# Udostępniony fragment:

######

XsebaX
Wyższy Stan Ducha


Wiek: 43 Posty: 749 Skąd: Śrem/Warszawa
|
Wysłany: 2004-10-06, 10:52 Nie dla dobra zwierząt
|
|
|
- Nie oszukujmy się: służba weterynaryjna została powołana nie dla dobra zwierząt, ale dla dobra ludzi - mówi Andrzej Majcher, szef powiatowej inspekcji weterynaryjnej w Warszawie. - Mamy przede wszystkim zapobiegać szerzeniu przez zwierzęta chorób zakaźnych i pasożytów, sprawdzać produkty pochodzenia zwierzęcego: mleko, mięso i jaja. Przepisy o humanitarnym traktowaniu to nowość. W dodatku są dość enigmatyczne, a ich interpretacja zależy od wrażliwości poszczególnych inspektorów. A z tą - jak w całym polskim społeczeństwie - jest różnie.
Kury w worku
Na zwierzęcym targu w Falenicy pod Warszawą od lat psy, koty, króliki, kozy przywozi się upchane w bagażnikach, trzyma godzinami w upale i na mrozie w ciasnych klatkach, w odchodach, bez jedzenia i picia. Niesprzedane i chore są porzucane pod płotem. Choć na targowisku dyżuruje - z ramienia inspekcji weterynaryjnej - lekarz weterynarii, nie zgłasza policji i straży miejskiej przypadków łamania ustawy o ochronie zwierząt.
- Inspekcja zawsze bojkotowała tę ustawę, twierdząc, że jej nie obowiązuje, bo działa tylko w oparciu o ustawę o inspekcji weterynaryjnej - mówi Tadeusz Wypych z fundacji Pod Psim Aniołem, która regularnie wizytuje targowisko.
Stowarzyszenie Empatia sfotografowało kury upychane po kilkanaście w... worku. - Nie ma przepisu, który mówi, że prywatna osoba nie może przewozić kur w worku. Przepisy o transporcie z ustawy o ochronie zwierząt dotyczą tylko przewozu zawodowego - mówi dr Andrzej Majcher. Byłby jednak skłonny uznać upychanie kur w worku za zakazane prawem dręczenie. - To prawda, uprawnienia kontrolne inspekcji zapisane są w ustawach weterynaryjnych, a nie w ustawie o ochronie zwierząt. Te uprawnienia dotyczą tylko zgłoszonej działalności gospodarczej - potwierdza Jacek Leonkiewicz z Głównego Inspektoratu Weterynarii. - Tymczasem nieprawidłowości dzieją się na dzikiej giełdzie, poza obrębem legalnego targowiska. - Jeśli ktoś uważa, że łamane są tam przepisy ustawy o ochronie zwierząt, może sam złożyć doniesienie o przestępstwie - wtóruje mu Magdalena Ziętara, specjalistka od dobrostanu zwierząt w Głównym Inspektoracie Weterynarii. Fundacja Pod Psim Aniołem złożyła takie doniesienia. Sprawa upychania kur w worku skończyła się umorzeniem ze względu na "niezaistnienie znamion przestępstwa".

######

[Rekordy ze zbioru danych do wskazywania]
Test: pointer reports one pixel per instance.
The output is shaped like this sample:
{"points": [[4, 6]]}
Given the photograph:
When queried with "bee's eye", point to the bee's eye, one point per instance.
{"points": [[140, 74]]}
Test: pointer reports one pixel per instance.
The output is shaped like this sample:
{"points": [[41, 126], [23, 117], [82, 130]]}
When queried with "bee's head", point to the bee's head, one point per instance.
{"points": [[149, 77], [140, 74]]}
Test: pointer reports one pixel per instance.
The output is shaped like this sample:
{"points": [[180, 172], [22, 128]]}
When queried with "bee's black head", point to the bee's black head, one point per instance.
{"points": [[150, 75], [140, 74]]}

######

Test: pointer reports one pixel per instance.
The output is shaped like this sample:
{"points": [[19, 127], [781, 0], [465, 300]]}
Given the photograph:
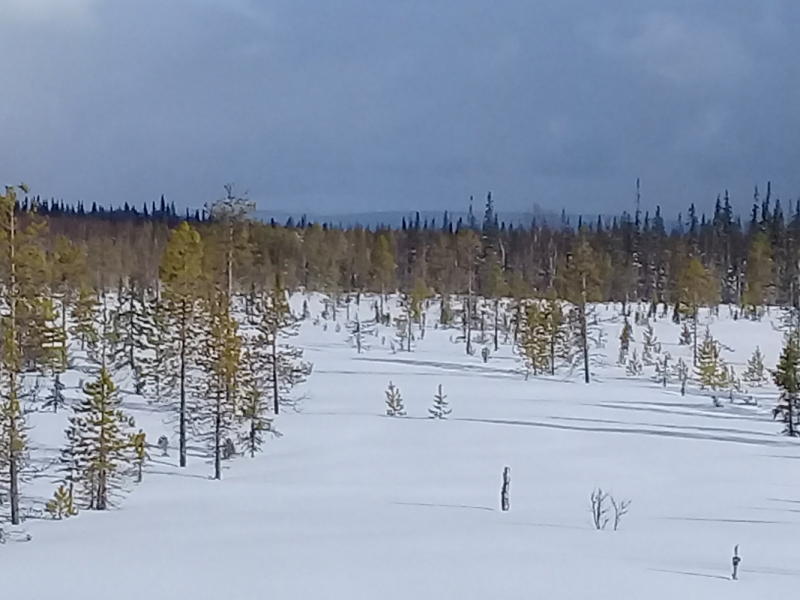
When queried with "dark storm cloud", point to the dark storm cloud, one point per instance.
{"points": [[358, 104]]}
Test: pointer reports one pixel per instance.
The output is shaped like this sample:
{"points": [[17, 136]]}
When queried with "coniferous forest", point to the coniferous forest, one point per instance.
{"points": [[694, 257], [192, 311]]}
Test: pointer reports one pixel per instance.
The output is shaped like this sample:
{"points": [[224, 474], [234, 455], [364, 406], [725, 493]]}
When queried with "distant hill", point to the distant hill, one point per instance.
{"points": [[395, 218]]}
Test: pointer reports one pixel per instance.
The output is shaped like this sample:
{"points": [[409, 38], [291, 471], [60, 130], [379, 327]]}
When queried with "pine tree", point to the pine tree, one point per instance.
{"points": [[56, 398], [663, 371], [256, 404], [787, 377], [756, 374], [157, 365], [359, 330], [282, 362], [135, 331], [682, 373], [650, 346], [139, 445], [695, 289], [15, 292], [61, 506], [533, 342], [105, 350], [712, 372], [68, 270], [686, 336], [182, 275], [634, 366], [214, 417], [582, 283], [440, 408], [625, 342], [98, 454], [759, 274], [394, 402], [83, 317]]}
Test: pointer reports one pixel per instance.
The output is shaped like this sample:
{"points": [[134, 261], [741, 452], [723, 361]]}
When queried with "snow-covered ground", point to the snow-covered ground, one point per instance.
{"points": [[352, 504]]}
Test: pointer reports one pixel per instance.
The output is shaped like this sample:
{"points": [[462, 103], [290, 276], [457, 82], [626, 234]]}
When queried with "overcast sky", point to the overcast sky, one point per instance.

######

# Polecenia:
a – Jak według fragmentu o inspekcji weterynaryjnej zakończyła się sprawa upychania kur w worku?
b – Dopisz dalszy ciąg fragmentu o inspekcji weterynaryjnej, zaczynając po jego ostatnim zdaniu.

# Oczekiwane odpowiedzi:
a – Umorzeniem ze względu na „niezaistnienie znamion przestępstwa”.

b –
Mięso ważniejsze niż zwierzę
Sprawy wszczynane na podstawie ustawy o ochronie zwierząt umarzane są niemal rutynowo, jako "znikomo szkodliwe społecznie". Przez lata ustawa nie działała, bo nie wydano rozporządzeń dotyczących warunków utrzymania zwierząt w hodowlach przemysłowych, w cyrkach, w laboratoriach, w ogrodach zoologicznych. Teraz nie działa z braku kontroli.
Wyłączne prawo do niej ma inspekcja weterynaryjna. Ale ta nie kryje, że nie ma do tego ani ludzi, ani czasu, bo tysiące innych obowiązków nakładają na nią ustawy weterynaryjne, a tysiące dodatkowych przysporzyła im akcesja Polski do UE.
Ustawa o ochronie zwierząt nakazuje inspektorom pilnować humanitarnych warunków uboju w rzeźniach. Ale wyznaczeni przez nią lekarze ograniczają się tylko do badania mięsa. A kiedy film nakręcony w trzech rzeźniach przez obrońców zwierząt ukazał, jakie okrucieństwo tam panuje, inspekcja weterynaryjna nie znalazła uchybień w pracy nadzorujących te rzeźnie lekarzy. Podobnie jak prokuratura, która odmówiła postawienia zarzutów inspektorom, mimo że takie zarzuty (m.in. o wsadzenie do oparzalnika żywej świni) postawiła pracownikom rzeźni.
Inspekcja weterynaryjna ma też kontrolować wykorzystywanie zwierząt do doświadczeń naukowych. - Nie robi tego w ogóle, co najwyżej zdarza jej się skontrolować warunki w zwierzętarniach należących do placówek naukowych - mówi prof. Andrzej Elżanowski z wrocławskiej lokalnej komisji etycznej ds. doświadczeń na zwierzętach.
Cyrk z tą kontrolą
Podobnie z kontrolą wykorzystywania zwierząt w cyrkach: - Przepisy ustawy zabraniające zmuszania ich do nienaturalnych czynności i stosowania przemocy podczas tresury pozostają martwe. Inspektorzy pojawiają się w cyrku dopiero po interwencji takich organizacji jak nasza i sprawdzają tylko, czy zwierzęta mają czysto w klatce, dostęp do wody i jedzenia i czy nie są chore - mówi Jacek Bożek z Klubu "Gaja".
- Inspekcja, której zgłaszamy rozmaite sprawy, np. dotyczące cyrków czy sklepów ze zwierzętami, najczęściej nie znajduje żadnych uchybień - ocenia Dariusz Gzyra ze stowarzyszenia Empatia.
Organizacje pozarządowe od czasu, kiedy odebrano im możliwość samodzielnej kontroli, starają się zawrzeć z inspekcją umowę o warunkach współpracy. Na razie bezskutecznie.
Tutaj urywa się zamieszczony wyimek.